* [ЗАДАНИЯ]:
a) Ответьте на вопросы по отрывку о большевиках.
(i) Какого числа в 1917 году большевик выступил на Вятском губернском съезде РСДРП?
(ii) До скольких членов, по словам Невского, выросла партия?
(iii) Кем, согласно приведенным Невским толкам, были подкуплены Ленин, Зиновьев, Каменев и Коллонтай?
b) Выведите дословно часть отрывка о большевиках: начните с места, где стоят слова «Что же такое», и остановитесь после слов «[Пришвин 2007: 510–511].».

* [ОТРЫВОК]:
Что же такое эти большевики, которых настоящая живая Россия всюду проклинает, и все-таки по всей России жизнь совершается под их давлением, в чем их сила? Многие теперь – и это в большой моде – называют их трусами, но это совершенно неверно. Несомненно, в них есть какая-то идейная сила [Пришвин 2007: 510–511].

К сентябрю – октябрю 1917 года партия большевиков вела интенсивную кампанию по всей России, чтобы донести до последователей эффективность и жизнеспособность своей организации. Так, на Вятском губернском съезде РСДРП 17 октября выступил большевик, объяснивший собравшимся «сущность большевизма»[63 - Рабочий путь. 1917. 17 окт.]. Письма из губерний в Центральный комитет в сентябре и начале октября сообщали об организационных успехах большевиков на местном уровне, обещая упрочить их, если удастся найти больше партийных работников. Однако они же рассказывали об организациях большевиков, только недавно отделившихся от меньшевиков-оборонцев или интернационалистов в регионах, о единых съездах и конференциях РСДРП, а также о зарождающихся и все еще слабо взаимосвязанных местных организациях большевиков[64 - См. рубрику «Партийная жизнь» и соответствующие статьи в «Рабочем пути» от 26 сентября 1917 года; 27 сентября 1917 года; 1 октября 1917 года; 3 октября 1917 года; 4 октября 1917 года (с новостью о проведенной 1 октября первой конференции всех большевистских организаций Петроградской губернии); 6 октября 1917 года; 10 октября 1917 года; и 11 октября 1917 года; а также газету «Социал-демократ» от 21 октября 1917 года. См. также обширную переписку между центром и местными организациями в последние месяцы 1917 года, опубликованную в [Обичкин и др. 1957].]. Владимир Невский, большевистский активист, который в течение значительной части следующего десятилетия будет объяснять массам суть партии и ее идеологию, в августе 1917 года писал о заблуждениях народа в отношении большевиков и всеобщей путанице: «О большевиках говорят, что они буржуи, богатые люди (потому-де и называются большевиками), воры, погромщики, жулики… что… их виднейшие борцы… Ленин, Зиновьев, Каменев, Коллонтай… шпионы и изменники, подкупленные немецким царем Вильгельмом». Невский не видел противоречия в том, чтобы одновременно хвастаться ростом партии до 250 000 членов и отмечать широко распространенное среди населения непонимание того, что такое большевик, чего он хочет, или даже что такое вообще «политическая партия» [Невский 1917: 3, 4–6].

* [ПРЕДСТАВЛЕННЫЕ ДАННЫЕ]:

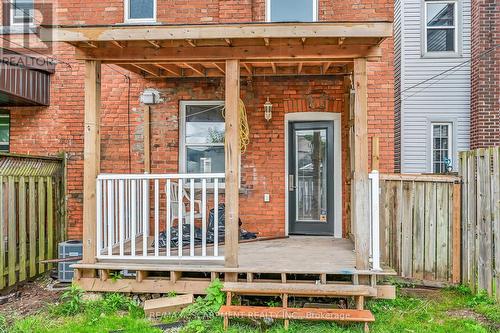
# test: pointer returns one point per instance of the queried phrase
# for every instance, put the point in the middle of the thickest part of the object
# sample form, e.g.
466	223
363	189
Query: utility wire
483	54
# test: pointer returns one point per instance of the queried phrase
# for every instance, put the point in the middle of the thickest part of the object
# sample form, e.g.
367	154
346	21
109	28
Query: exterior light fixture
268	110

* [ОТВЕТЫ К ЗАДАНИЯМ]:
a)
(i) 17 октября.
(ii) До 250 000 членов.
(iii) Немецким царем Вильгельмом.

b)
Что же такое эти большевики, которых настоящая живая Россия всюду проклинает, и все-таки по всей России жизнь совершается под их давлением, в чем их сила? Многие теперь – и это в большой моде – называют их трусами, но это совершенно неверно. Несомненно, в них есть какая-то идейная сила [Пришвин 2007: 510–511].